- **Page excerpt**:
A portrait of a politically-driven musician
Farah Montasser, Tuesday 14 Feb 2012
American musician Tao Seeger speaks to Ahram Online on music and its important role in revolutions over the course of history, following his performance on the night of the Egyptian Revolution's first anniversary last month


American musician Tao Seeger speaks to Ahram Online on music and its role combating oppression after his New Orleans concert marking one day of Egypt’s revolution

“Music and art have always played a critical role in revolutions,” Tao Seeger tells Ahram Online. “When governments crack down on freedom of speech of the media, the only ones who can speak truth to power are artists with the ear of the people...We see examples of this from Shakespeare to Bob Dylan,” he explains.

Tao Seeger performed at the People is Singular event in New Orleans, marking one year of the Egyptian revolution, and launching a book of poetry by the same name by Andy Young. A number of artists took part in the cultural multimedia event, with Seeger contributing with what he knows best: protest music.

“I have been singing songs of protest all my life,” Seeger says recalling his grandfather Pete Seeger, an iconic protest singer and Seeger’s mentor. “Both of my grandparents played a big part in the civil rights movement in America,” he says.

Protest music, Seeger says, dates many years back in the US when African-Americans found sorrow and despair in music to demonstrate their civil rights and freedom. Seeger grew up living with his grandparents, who “lived in a United States of America that was not as free as it is today,” he tells Ahram Online.

Until the 1960s, “African-Americans did not have access to the simplest of things, including restaurants, bathrooms, and voting booths.”African-Americans fought hard to co-exist socially and politically, and to attain their civil rights, and music as Seeger puts it “played a huge role in the civil rights movement.”

The musical legacy of ‘protest music’ was passed onto Seeger by his grandfather. The musical education he received also included music of the 1970s anti-nuclear power movement that expressed itself in USA in 1970s. “I grew up with all that music around me, singing those songs and learning about the history of my country through that music,” Seeger remembers.

In a different kind of musical influence, Seeger was exposed to the music of the Nicaraguan revolution when he accompanied his father Emilio Rodriguez, a war correspondent, on a visit to the country. It was in Nicaragua that hebegan the merging of rock and roll and folk music that would come to influence Seeger in his musical career.

Back in the US, Seeger joined his grandfather at a Hiroshima Day rally in 1986, performing with him for the first time in front of an audience of more than half a million people. Thus began the musical partnership between grandfather and grandson that would take them around the world.

“As I grew older, I found that I agreed with most of my grandparents’ reasons for participating in our democracy in the way they did and I feel that it's my responsibility to carry on their legacy in whatever way I can,” he says.

- **What the task asks**: From the article on Tao Seeger, extract word for word everything from "The musical legacy" down to "his musical career.".

- **Dataset excerpt**:
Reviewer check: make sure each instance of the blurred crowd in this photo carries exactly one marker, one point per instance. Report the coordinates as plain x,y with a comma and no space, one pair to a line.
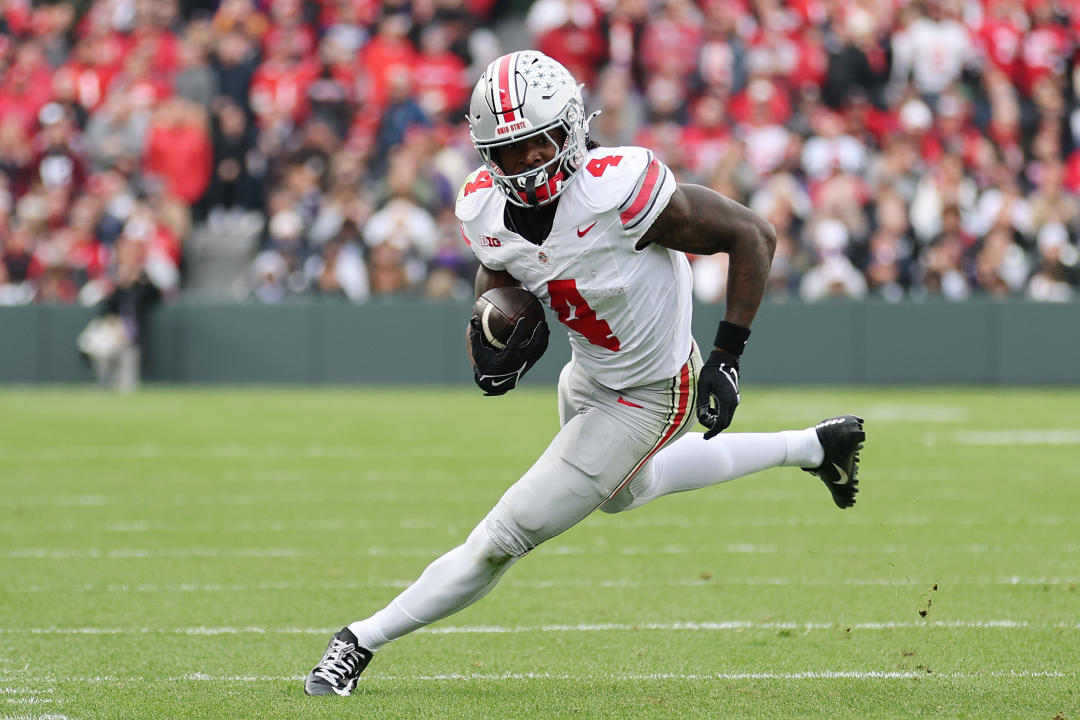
901,149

- **Solution to the problem**:
The musical legacy of ‘protest music’ was passed onto Seeger by his grandfather. The musical education he received also included music of the 1970s anti-nuclear power movement that expressed itself in USA in 1970s. “I grew up with all that music around me, singing those songs and learning about the history of my country through that music,” Seeger remembers.

In a different kind of musical influence, Seeger was exposed to the music of the Nicaraguan revolution when he accompanied his father Emilio Rodriguez, a war correspondent, on a visit to the country. It was in Nicaragua that hebegan the merging of rock and roll and folk music that would come to influence Seeger in his musical career.